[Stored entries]

__________

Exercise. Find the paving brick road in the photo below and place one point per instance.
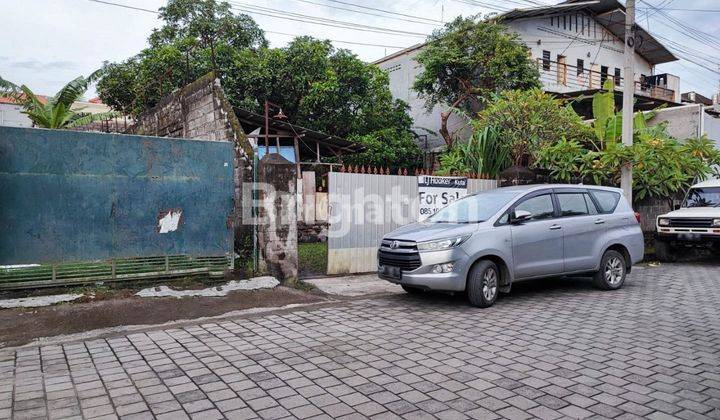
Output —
(551, 349)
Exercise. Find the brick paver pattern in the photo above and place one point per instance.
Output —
(556, 349)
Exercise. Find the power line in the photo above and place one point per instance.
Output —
(431, 23)
(125, 6)
(155, 12)
(685, 10)
(315, 20)
(384, 11)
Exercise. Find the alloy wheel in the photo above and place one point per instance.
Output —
(489, 284)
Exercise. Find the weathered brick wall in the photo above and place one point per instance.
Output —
(201, 111)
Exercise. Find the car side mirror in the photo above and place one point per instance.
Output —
(520, 216)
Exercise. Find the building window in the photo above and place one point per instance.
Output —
(562, 70)
(546, 60)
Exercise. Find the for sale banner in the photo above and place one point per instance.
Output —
(437, 192)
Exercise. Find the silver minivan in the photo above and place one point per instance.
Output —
(484, 242)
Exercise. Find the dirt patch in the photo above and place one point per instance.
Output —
(21, 326)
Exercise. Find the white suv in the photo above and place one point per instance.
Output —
(695, 222)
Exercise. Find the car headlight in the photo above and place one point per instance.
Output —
(442, 244)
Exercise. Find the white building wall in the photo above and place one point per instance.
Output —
(402, 68)
(11, 116)
(576, 36)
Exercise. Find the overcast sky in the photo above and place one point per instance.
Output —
(46, 43)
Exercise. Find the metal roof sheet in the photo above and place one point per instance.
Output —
(610, 14)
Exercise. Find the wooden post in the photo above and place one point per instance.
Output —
(297, 157)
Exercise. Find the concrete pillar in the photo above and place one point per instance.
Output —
(277, 230)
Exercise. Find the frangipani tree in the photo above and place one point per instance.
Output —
(56, 112)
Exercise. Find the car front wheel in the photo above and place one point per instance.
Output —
(483, 284)
(612, 272)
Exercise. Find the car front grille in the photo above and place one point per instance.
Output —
(397, 253)
(406, 261)
(677, 222)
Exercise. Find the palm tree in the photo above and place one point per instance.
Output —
(55, 112)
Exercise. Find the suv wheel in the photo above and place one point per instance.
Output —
(411, 290)
(483, 284)
(664, 251)
(612, 271)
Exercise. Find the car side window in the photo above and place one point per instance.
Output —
(607, 200)
(592, 209)
(541, 207)
(573, 204)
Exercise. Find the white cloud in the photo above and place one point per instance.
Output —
(52, 42)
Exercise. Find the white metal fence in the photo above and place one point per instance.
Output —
(365, 207)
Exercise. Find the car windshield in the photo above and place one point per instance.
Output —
(474, 208)
(703, 197)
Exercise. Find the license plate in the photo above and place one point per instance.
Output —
(690, 236)
(391, 271)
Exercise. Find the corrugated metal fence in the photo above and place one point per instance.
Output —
(93, 206)
(365, 207)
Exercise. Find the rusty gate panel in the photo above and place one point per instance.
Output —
(70, 196)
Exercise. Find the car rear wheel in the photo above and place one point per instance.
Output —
(411, 289)
(613, 270)
(664, 251)
(483, 284)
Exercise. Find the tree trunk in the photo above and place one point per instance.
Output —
(444, 117)
(446, 135)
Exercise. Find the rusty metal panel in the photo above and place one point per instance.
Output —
(78, 196)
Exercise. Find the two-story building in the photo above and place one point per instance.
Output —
(577, 45)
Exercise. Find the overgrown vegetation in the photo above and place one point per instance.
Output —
(312, 259)
(319, 87)
(662, 165)
(466, 63)
(484, 154)
(55, 112)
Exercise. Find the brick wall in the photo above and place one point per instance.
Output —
(201, 111)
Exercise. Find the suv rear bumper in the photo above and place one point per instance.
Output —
(688, 236)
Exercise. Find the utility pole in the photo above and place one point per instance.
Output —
(628, 95)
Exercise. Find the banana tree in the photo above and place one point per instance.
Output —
(608, 121)
(56, 112)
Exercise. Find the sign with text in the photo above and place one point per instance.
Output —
(437, 192)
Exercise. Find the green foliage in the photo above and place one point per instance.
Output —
(564, 159)
(312, 259)
(56, 112)
(482, 154)
(198, 36)
(317, 86)
(662, 165)
(386, 148)
(527, 121)
(467, 62)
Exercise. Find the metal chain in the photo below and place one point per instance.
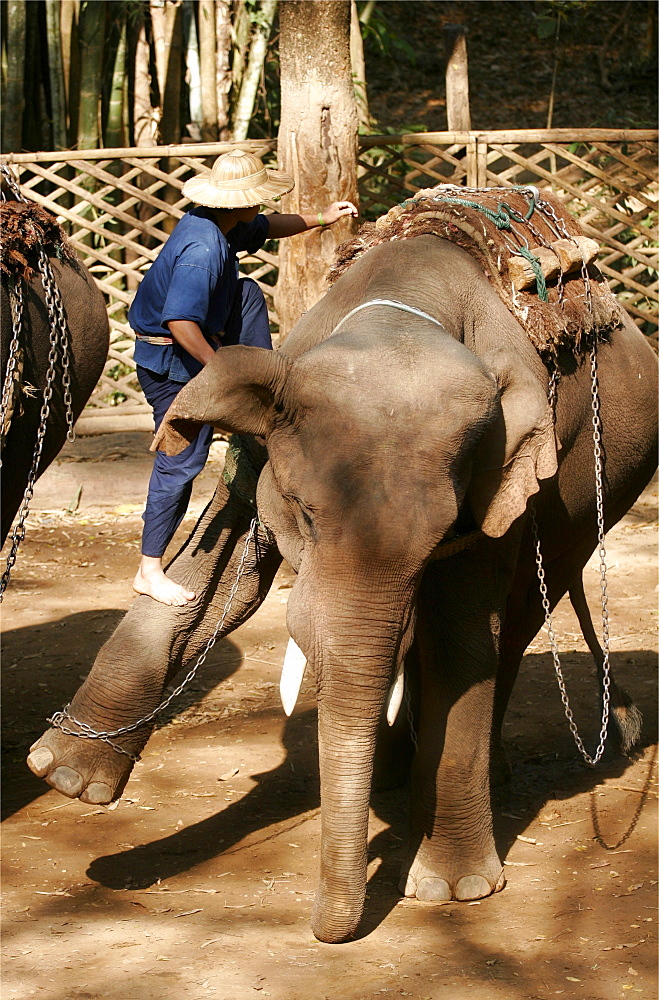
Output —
(58, 719)
(59, 344)
(18, 533)
(606, 670)
(16, 303)
(58, 322)
(12, 183)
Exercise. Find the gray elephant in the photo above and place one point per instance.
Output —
(87, 320)
(406, 410)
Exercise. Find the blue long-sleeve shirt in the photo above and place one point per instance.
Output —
(194, 277)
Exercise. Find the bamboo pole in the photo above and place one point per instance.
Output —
(12, 119)
(56, 73)
(207, 70)
(252, 74)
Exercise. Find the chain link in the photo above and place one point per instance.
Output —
(8, 387)
(85, 731)
(606, 670)
(59, 345)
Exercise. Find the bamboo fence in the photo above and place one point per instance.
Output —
(119, 206)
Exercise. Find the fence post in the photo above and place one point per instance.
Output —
(457, 78)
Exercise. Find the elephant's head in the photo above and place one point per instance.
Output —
(377, 440)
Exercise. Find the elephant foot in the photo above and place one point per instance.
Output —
(90, 770)
(433, 886)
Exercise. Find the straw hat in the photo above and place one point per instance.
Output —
(237, 180)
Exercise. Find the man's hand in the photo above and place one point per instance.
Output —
(336, 211)
(188, 334)
(290, 225)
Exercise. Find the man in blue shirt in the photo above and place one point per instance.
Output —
(189, 303)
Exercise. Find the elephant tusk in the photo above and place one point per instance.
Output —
(292, 673)
(395, 699)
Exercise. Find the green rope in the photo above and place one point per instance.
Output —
(537, 270)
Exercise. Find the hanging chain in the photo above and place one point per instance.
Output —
(85, 731)
(18, 533)
(606, 670)
(59, 345)
(8, 387)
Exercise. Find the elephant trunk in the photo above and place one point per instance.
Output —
(352, 690)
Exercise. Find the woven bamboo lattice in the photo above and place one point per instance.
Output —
(119, 206)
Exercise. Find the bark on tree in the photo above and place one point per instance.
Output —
(12, 119)
(56, 73)
(358, 65)
(252, 75)
(207, 70)
(317, 143)
(223, 66)
(92, 36)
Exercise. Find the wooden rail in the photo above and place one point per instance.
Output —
(119, 206)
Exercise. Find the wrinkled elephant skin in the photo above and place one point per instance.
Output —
(89, 338)
(384, 440)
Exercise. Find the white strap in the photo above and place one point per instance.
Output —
(386, 302)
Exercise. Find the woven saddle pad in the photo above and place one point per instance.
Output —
(580, 308)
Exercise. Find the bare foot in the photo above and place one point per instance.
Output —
(151, 580)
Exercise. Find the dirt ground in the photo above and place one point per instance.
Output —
(199, 882)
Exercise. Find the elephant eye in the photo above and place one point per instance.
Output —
(305, 520)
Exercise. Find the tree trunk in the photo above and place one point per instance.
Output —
(56, 73)
(12, 119)
(92, 35)
(358, 66)
(223, 67)
(317, 143)
(252, 74)
(207, 70)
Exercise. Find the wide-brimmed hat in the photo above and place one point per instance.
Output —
(237, 180)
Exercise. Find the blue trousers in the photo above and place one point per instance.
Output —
(171, 480)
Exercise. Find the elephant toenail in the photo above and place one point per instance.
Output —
(98, 793)
(39, 761)
(407, 886)
(472, 887)
(67, 781)
(433, 890)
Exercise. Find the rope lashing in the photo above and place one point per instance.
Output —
(534, 261)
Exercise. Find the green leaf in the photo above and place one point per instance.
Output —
(546, 27)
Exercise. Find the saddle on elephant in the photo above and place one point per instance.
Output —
(531, 249)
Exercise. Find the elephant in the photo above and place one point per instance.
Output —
(87, 320)
(403, 448)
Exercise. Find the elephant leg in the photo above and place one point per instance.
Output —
(452, 854)
(148, 648)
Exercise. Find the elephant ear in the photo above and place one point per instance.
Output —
(237, 392)
(517, 450)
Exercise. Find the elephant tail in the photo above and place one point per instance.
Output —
(627, 717)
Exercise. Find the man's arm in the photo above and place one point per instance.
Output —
(290, 225)
(188, 334)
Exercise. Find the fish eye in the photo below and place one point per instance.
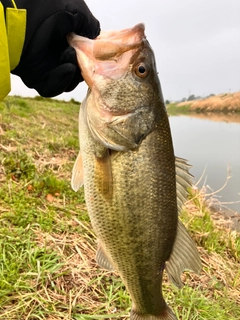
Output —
(141, 70)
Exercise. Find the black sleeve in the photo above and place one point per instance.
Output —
(47, 63)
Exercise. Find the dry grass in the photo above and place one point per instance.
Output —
(221, 103)
(47, 246)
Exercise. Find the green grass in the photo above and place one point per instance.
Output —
(47, 246)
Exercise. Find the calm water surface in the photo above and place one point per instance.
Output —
(213, 147)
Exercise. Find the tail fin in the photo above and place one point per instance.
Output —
(166, 314)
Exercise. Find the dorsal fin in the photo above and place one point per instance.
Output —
(183, 181)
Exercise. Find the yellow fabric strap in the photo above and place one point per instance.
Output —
(16, 29)
(5, 86)
(11, 44)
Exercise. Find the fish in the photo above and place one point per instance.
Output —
(134, 185)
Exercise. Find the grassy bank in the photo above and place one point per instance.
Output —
(222, 103)
(47, 246)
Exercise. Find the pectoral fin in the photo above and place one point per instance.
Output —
(103, 174)
(102, 259)
(184, 256)
(77, 173)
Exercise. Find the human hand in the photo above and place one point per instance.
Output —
(48, 64)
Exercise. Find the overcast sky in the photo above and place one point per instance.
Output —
(196, 43)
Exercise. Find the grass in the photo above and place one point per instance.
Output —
(47, 246)
(227, 103)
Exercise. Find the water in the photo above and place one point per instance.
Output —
(213, 147)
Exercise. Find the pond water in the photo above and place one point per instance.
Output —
(212, 147)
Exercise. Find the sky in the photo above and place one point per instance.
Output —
(196, 43)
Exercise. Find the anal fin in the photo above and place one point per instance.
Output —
(102, 259)
(184, 256)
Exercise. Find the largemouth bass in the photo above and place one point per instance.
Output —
(134, 186)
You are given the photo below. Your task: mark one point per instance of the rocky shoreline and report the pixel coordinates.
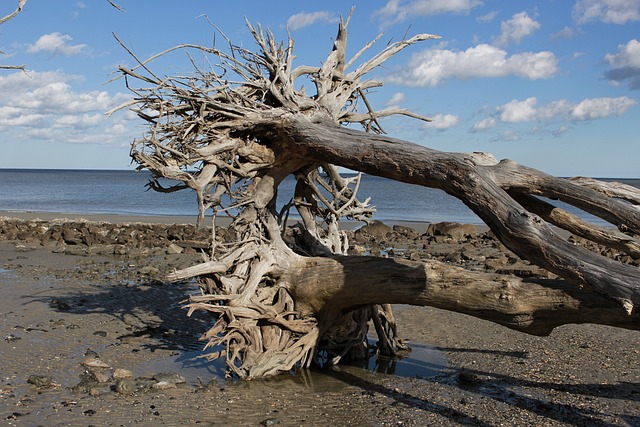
(93, 334)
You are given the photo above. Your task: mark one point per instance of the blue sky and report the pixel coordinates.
(551, 84)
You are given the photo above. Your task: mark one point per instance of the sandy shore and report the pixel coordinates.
(65, 313)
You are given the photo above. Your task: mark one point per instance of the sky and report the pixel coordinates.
(552, 84)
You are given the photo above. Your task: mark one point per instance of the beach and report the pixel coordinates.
(92, 334)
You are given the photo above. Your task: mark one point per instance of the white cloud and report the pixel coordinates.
(57, 43)
(597, 108)
(515, 29)
(443, 121)
(565, 33)
(396, 11)
(395, 99)
(301, 20)
(609, 11)
(430, 67)
(517, 111)
(45, 106)
(625, 64)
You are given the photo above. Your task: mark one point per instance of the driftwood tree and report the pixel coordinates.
(288, 297)
(9, 17)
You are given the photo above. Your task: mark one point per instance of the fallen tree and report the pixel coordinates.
(286, 297)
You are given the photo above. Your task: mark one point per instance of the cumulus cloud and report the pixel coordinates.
(430, 67)
(443, 121)
(57, 43)
(520, 111)
(609, 11)
(625, 65)
(396, 11)
(515, 29)
(301, 20)
(45, 106)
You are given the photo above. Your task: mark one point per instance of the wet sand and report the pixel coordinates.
(63, 312)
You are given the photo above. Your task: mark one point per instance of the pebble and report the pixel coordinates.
(122, 373)
(164, 385)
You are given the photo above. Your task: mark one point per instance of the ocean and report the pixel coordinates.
(123, 192)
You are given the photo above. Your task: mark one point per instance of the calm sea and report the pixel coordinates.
(123, 192)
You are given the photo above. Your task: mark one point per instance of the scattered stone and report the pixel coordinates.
(453, 230)
(407, 232)
(120, 373)
(174, 249)
(100, 376)
(12, 338)
(170, 377)
(41, 381)
(468, 378)
(164, 385)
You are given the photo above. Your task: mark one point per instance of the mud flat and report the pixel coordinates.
(93, 335)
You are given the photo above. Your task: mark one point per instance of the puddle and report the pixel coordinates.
(423, 361)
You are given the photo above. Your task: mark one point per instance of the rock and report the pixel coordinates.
(407, 232)
(174, 249)
(100, 376)
(120, 373)
(454, 230)
(356, 250)
(170, 377)
(163, 385)
(94, 362)
(415, 256)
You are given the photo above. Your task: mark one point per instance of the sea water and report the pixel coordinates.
(125, 192)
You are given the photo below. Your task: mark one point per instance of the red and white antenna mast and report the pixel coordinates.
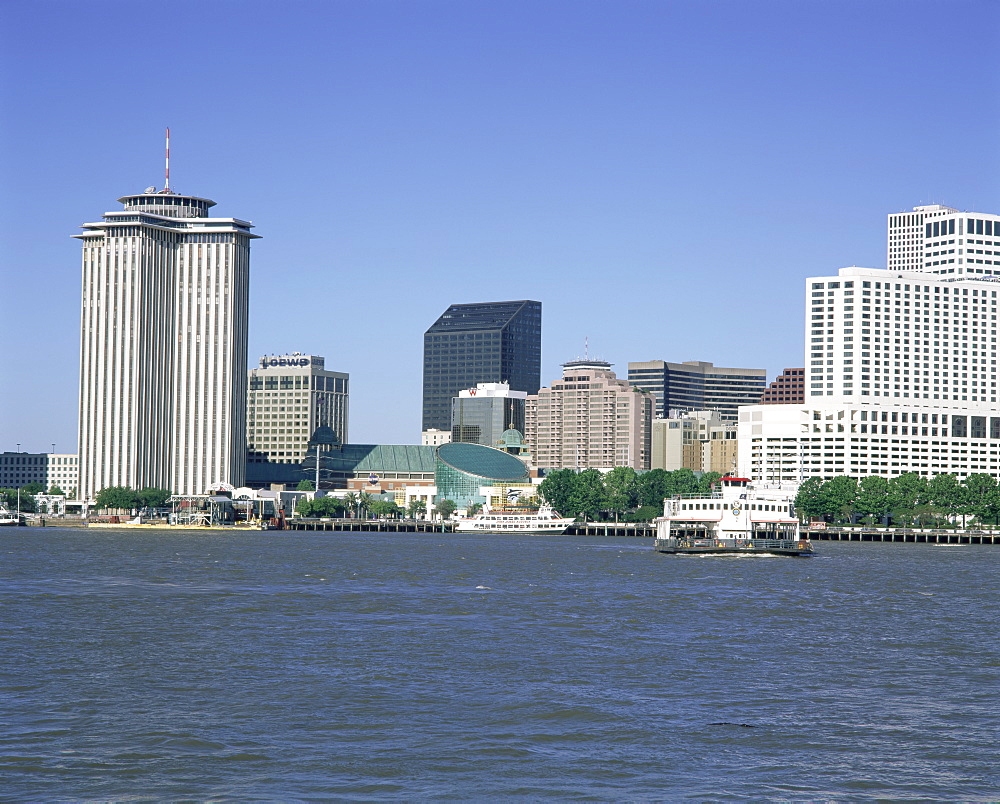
(166, 187)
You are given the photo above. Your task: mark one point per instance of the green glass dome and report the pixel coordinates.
(482, 462)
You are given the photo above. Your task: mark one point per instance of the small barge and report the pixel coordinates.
(733, 519)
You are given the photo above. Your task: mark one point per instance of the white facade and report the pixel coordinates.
(698, 440)
(941, 240)
(163, 346)
(901, 377)
(589, 419)
(435, 437)
(50, 469)
(290, 396)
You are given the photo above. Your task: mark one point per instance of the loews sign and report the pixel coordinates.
(291, 362)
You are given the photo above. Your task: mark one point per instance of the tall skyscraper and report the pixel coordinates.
(163, 346)
(589, 419)
(483, 342)
(480, 415)
(290, 396)
(902, 378)
(940, 240)
(696, 385)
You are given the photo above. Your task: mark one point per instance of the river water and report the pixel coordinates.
(167, 666)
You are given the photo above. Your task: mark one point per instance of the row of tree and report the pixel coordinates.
(23, 498)
(128, 499)
(621, 494)
(906, 500)
(362, 504)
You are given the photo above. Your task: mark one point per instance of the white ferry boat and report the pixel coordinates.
(518, 520)
(733, 519)
(8, 517)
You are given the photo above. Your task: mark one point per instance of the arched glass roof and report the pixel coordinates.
(485, 462)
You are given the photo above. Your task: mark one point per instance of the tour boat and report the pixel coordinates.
(733, 519)
(514, 520)
(10, 518)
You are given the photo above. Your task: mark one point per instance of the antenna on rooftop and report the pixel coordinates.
(166, 187)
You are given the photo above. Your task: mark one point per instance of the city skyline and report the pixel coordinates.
(640, 170)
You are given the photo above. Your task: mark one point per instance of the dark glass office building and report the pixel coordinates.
(483, 342)
(697, 385)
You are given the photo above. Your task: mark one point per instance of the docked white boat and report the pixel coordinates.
(733, 519)
(10, 518)
(515, 520)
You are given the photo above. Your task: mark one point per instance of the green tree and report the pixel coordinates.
(24, 503)
(989, 508)
(320, 507)
(873, 498)
(979, 489)
(592, 497)
(654, 488)
(907, 492)
(383, 508)
(684, 481)
(559, 489)
(351, 499)
(706, 480)
(946, 494)
(811, 502)
(117, 497)
(841, 494)
(151, 497)
(365, 501)
(445, 508)
(621, 487)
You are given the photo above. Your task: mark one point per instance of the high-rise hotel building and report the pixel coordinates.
(902, 372)
(496, 342)
(589, 419)
(941, 240)
(163, 346)
(291, 396)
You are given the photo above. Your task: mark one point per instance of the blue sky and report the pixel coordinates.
(660, 175)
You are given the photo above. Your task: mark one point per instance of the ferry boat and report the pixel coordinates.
(733, 519)
(515, 520)
(10, 518)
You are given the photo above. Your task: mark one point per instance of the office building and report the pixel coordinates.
(589, 419)
(480, 415)
(291, 396)
(435, 437)
(465, 472)
(697, 440)
(50, 469)
(902, 378)
(941, 240)
(163, 346)
(696, 385)
(788, 388)
(498, 342)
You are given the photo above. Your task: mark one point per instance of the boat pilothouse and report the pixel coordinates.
(733, 518)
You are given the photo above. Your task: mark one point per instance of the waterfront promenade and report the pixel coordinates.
(855, 533)
(642, 530)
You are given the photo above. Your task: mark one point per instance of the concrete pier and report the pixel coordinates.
(902, 535)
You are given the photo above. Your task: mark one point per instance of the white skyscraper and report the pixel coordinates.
(941, 240)
(163, 346)
(902, 378)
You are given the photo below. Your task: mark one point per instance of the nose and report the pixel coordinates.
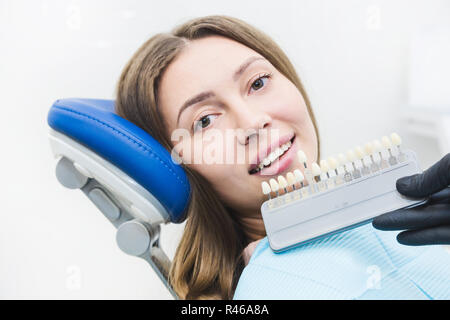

__________

Examine the records above and state the number of lines that include "wooden", with no further text.

2